Exercise brief:
Please present the records below as a numbered list, from the line containing "trim? Provide a bounding box." down to the end of the records, with blank lines omitted.

[Dataset records]
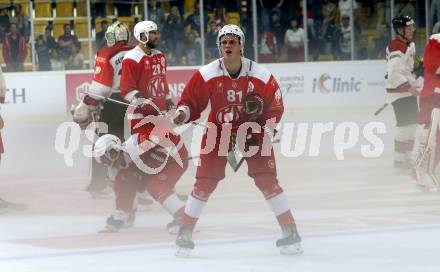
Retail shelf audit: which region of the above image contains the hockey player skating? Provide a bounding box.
[174,25,302,256]
[94,132,188,234]
[73,19,145,196]
[385,16,421,170]
[414,34,440,190]
[0,67,27,213]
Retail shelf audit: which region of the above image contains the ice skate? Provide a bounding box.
[166,217,180,235]
[175,228,194,257]
[99,211,136,233]
[0,198,28,213]
[276,224,303,255]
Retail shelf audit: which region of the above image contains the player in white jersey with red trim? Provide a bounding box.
[115,21,188,231]
[415,34,440,190]
[0,64,6,162]
[0,67,27,213]
[73,22,133,195]
[385,16,421,170]
[174,25,302,255]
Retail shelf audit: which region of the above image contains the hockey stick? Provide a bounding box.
[232,139,280,172]
[85,93,208,128]
[374,103,388,116]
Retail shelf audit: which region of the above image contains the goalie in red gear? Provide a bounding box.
[94,132,188,234]
[73,22,133,195]
[414,34,440,190]
[174,25,302,255]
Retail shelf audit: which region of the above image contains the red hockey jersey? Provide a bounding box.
[420,34,440,97]
[178,58,284,129]
[121,46,168,111]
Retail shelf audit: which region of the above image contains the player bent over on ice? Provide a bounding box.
[94,129,188,234]
[174,25,302,256]
[414,34,440,191]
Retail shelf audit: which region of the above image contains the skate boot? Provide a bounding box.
[276,224,303,255]
[100,210,136,233]
[166,217,180,235]
[175,227,194,257]
[0,198,28,213]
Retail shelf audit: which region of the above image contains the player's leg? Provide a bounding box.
[414,97,440,190]
[101,168,141,232]
[145,147,188,234]
[176,149,226,256]
[392,96,418,170]
[246,150,302,254]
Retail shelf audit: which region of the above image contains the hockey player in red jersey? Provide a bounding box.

Full solution:
1. Retail shelf audit: which region of the above image contains the player in white jersey with red trim? Provide a bounding box.
2. [115,21,188,231]
3. [415,34,440,190]
4. [0,64,6,162]
5. [0,67,27,213]
6. [73,22,133,195]
7. [385,16,421,170]
8. [174,25,302,255]
9. Retail shelf audit: which region of the above image contains the hockey stick? Provide a bounding box.
10. [232,139,280,172]
11. [85,93,208,128]
12. [374,103,388,116]
13. Retail shelf audit: which region of the above image contains the goalie in red gear? Provide a bounding box.
14. [94,132,188,234]
15. [73,22,133,195]
16. [414,34,440,190]
17. [174,25,302,255]
18. Retail shelf audit: which region of the above image contains the red hockey jersey? Provide a bounding box.
19. [420,34,440,97]
20. [178,58,284,129]
21. [121,46,168,111]
22. Retail shelf audit: which region of the above image contains the player bent over on ice? Provide a bounding box.
23. [94,129,188,234]
24. [174,25,302,256]
25. [414,34,440,191]
26. Retail shelf audit: which region of the above image contains the skate boot? Provide a bounding box.
27. [276,224,303,255]
28. [100,210,136,233]
29. [166,217,180,235]
30. [175,227,194,257]
31. [0,198,28,213]
32. Retail shelf audit: which region of the above image contains the player's leg? Provide a bounding box.
33. [414,97,440,190]
34. [101,168,141,232]
35. [145,147,188,234]
36. [176,149,226,256]
37. [392,96,418,170]
38. [246,150,302,254]
39. Retail shelf audit: which region of the above image contains the hockey player in red jersey? Provide a bounding box.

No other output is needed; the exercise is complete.